-- START Exercise data --

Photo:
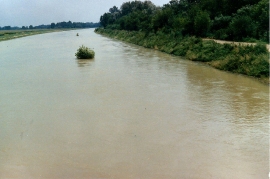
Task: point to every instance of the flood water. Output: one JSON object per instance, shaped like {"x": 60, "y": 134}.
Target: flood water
{"x": 130, "y": 113}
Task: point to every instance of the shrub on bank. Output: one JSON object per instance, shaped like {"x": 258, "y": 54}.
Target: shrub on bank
{"x": 251, "y": 60}
{"x": 84, "y": 53}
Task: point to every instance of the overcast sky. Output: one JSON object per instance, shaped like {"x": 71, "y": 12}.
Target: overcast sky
{"x": 37, "y": 12}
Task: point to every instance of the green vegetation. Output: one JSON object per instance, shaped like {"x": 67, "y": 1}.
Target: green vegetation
{"x": 251, "y": 60}
{"x": 12, "y": 34}
{"x": 221, "y": 19}
{"x": 84, "y": 53}
{"x": 178, "y": 28}
{"x": 58, "y": 25}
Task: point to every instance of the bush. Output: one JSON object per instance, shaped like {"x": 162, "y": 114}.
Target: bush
{"x": 84, "y": 53}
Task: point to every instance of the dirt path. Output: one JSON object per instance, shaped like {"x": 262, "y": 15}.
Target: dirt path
{"x": 236, "y": 43}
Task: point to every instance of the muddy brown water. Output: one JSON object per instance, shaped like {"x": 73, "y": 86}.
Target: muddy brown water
{"x": 129, "y": 113}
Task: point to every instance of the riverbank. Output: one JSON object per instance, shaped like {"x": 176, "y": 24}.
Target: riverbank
{"x": 250, "y": 60}
{"x": 13, "y": 34}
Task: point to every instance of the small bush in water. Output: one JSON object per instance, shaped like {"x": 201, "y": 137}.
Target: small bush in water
{"x": 84, "y": 53}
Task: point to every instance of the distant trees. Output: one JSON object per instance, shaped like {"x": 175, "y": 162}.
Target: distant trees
{"x": 221, "y": 19}
{"x": 53, "y": 25}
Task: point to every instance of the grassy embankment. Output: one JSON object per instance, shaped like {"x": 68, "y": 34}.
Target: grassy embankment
{"x": 12, "y": 34}
{"x": 250, "y": 60}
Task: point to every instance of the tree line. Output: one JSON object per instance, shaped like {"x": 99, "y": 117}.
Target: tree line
{"x": 63, "y": 24}
{"x": 244, "y": 20}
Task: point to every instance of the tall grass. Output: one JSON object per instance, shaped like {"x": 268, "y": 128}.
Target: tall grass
{"x": 243, "y": 59}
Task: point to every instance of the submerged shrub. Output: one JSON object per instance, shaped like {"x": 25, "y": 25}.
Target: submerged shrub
{"x": 84, "y": 53}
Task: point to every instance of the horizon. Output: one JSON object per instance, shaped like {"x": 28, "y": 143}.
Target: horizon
{"x": 18, "y": 13}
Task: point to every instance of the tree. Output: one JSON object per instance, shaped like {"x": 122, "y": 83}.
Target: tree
{"x": 202, "y": 23}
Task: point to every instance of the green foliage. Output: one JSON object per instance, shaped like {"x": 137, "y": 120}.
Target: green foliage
{"x": 201, "y": 23}
{"x": 223, "y": 19}
{"x": 251, "y": 60}
{"x": 84, "y": 53}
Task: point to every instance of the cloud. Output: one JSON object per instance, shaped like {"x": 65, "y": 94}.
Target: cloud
{"x": 33, "y": 12}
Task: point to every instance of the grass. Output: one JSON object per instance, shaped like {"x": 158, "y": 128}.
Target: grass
{"x": 12, "y": 34}
{"x": 250, "y": 60}
{"x": 85, "y": 53}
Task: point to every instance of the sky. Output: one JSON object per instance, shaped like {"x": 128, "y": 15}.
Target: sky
{"x": 37, "y": 12}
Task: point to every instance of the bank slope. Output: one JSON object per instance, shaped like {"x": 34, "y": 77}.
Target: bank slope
{"x": 250, "y": 60}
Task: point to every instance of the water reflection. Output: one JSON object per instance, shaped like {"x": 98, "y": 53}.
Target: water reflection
{"x": 129, "y": 113}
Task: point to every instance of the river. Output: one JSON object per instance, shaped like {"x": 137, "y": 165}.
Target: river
{"x": 130, "y": 112}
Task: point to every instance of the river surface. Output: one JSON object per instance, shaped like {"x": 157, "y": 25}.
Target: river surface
{"x": 130, "y": 113}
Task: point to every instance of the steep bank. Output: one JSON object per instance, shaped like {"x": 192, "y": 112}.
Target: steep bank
{"x": 242, "y": 59}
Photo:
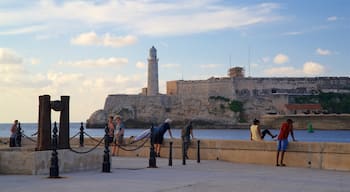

-- END Exercise data --

**Requirements:**
Rewrite all of the material above, replacing "Target" with "Label" everywhere and changing nothing else. Leave the pictures out.

**Completed exercise:**
Photo:
Task: point to every instance of the flood water. Output: one JSON object per instance, shaped like {"x": 60, "y": 134}.
Label: flood water
{"x": 130, "y": 113}
Task: point to every instance of the shrub on bank. Output: one JSON object per instance, shaped like {"x": 258, "y": 54}.
Label: shrub on bank
{"x": 251, "y": 60}
{"x": 84, "y": 53}
Task: point to every instance of the overcast sky. Output: one JSON object per instance, shaped like {"x": 71, "y": 12}.
Label: overcast sky
{"x": 37, "y": 12}
Task: point to every instance of the green vegetation. Output: one JSON object per instance, shaped like {"x": 67, "y": 1}.
Label: green vegetation
{"x": 251, "y": 60}
{"x": 12, "y": 34}
{"x": 221, "y": 19}
{"x": 84, "y": 53}
{"x": 178, "y": 28}
{"x": 58, "y": 25}
Task: point to every instance of the bush. Output: one JSON object per instance, shaped like {"x": 162, "y": 114}.
Label: bush
{"x": 84, "y": 53}
Task: point to every instance of the dirt path. Output: one JSON object per instance, shaped like {"x": 262, "y": 15}.
Label: dirt path
{"x": 236, "y": 43}
Task: point to every instance of the muddy brown water. Output: one JSON object per instance, shaped like {"x": 73, "y": 86}.
Label: muddy brown water
{"x": 129, "y": 113}
Task: point to every instance of the riverbank. Output: one JSON object per instance, shaped like {"x": 176, "y": 24}.
Label: riverbank
{"x": 250, "y": 60}
{"x": 13, "y": 34}
Task: point to every instance of the small bush in water. Output: one JSON object per instance, shaped like {"x": 201, "y": 137}.
Label: small bush in water
{"x": 84, "y": 53}
Task: point to every instance of the distant trees. Output: one JSON object per instance, shaped like {"x": 175, "y": 162}.
Label: distant trees
{"x": 221, "y": 19}
{"x": 53, "y": 25}
Task: point to every instance of the grassy embankment. Output: one JSON object per instance, shaped like {"x": 68, "y": 34}.
Label: grassy embankment
{"x": 12, "y": 34}
{"x": 250, "y": 60}
Task: point to every instance of the tree line. Output: one JSON object per instance, shaped like {"x": 99, "y": 117}.
Label: tree line
{"x": 63, "y": 24}
{"x": 244, "y": 20}
Task: point to every instance of the tall grass. Output: one JSON object per instance, shaped like {"x": 268, "y": 128}.
Label: tall grass
{"x": 243, "y": 59}
Task: point to every instance of the submerged shrub. Output: one JSON object per instance, shaped like {"x": 25, "y": 25}.
Label: submerged shrub
{"x": 84, "y": 53}
Task: point to every instance of the horizon. Output: one JSON object per instance, shaped like {"x": 28, "y": 143}.
Label: horizon
{"x": 18, "y": 13}
Task: point to every instance of the tree. Output: one JSON object per instance, shaped like {"x": 122, "y": 83}.
Label: tree
{"x": 202, "y": 23}
Task: point to every instance of the green foliage. Output: one JSON object per instance, shaped like {"x": 137, "y": 120}.
Label: green foliage
{"x": 201, "y": 23}
{"x": 223, "y": 19}
{"x": 251, "y": 60}
{"x": 84, "y": 53}
Task: point to every instance of the cloud. Output: one JSON object per instance, shaped like {"x": 65, "y": 94}.
Label: cloud
{"x": 33, "y": 12}
Task: point to every instance of the grass. Output: one JSON object per instance, shaped like {"x": 158, "y": 128}.
Label: grass
{"x": 12, "y": 34}
{"x": 250, "y": 60}
{"x": 85, "y": 53}
Task: point to every instance of the sky. Output: one JSON object per instance, shaped like {"x": 128, "y": 15}.
Label: sky
{"x": 37, "y": 12}
Task: point to every instance of the bank slope. Output: one JSON object per instance, shaped like {"x": 34, "y": 77}.
Label: bank slope
{"x": 250, "y": 60}
Task: point to every instance of the water reflection. Output: one JSON object per instance, shaped like {"x": 98, "y": 53}.
Label: water reflection
{"x": 129, "y": 113}
Task: point to every instance of the river. Output: one JSON object per instance, shaped like {"x": 137, "y": 165}.
Label: river
{"x": 130, "y": 112}
Task: point to every instance of the river surface. Output: one JSON object per instance, shaped like {"x": 157, "y": 25}.
Label: river surface
{"x": 130, "y": 113}
Task: point to every instance of the steep bank. Output: one JSON object per instance, shaped like {"x": 192, "y": 112}.
Label: steep bank
{"x": 242, "y": 59}
Photo:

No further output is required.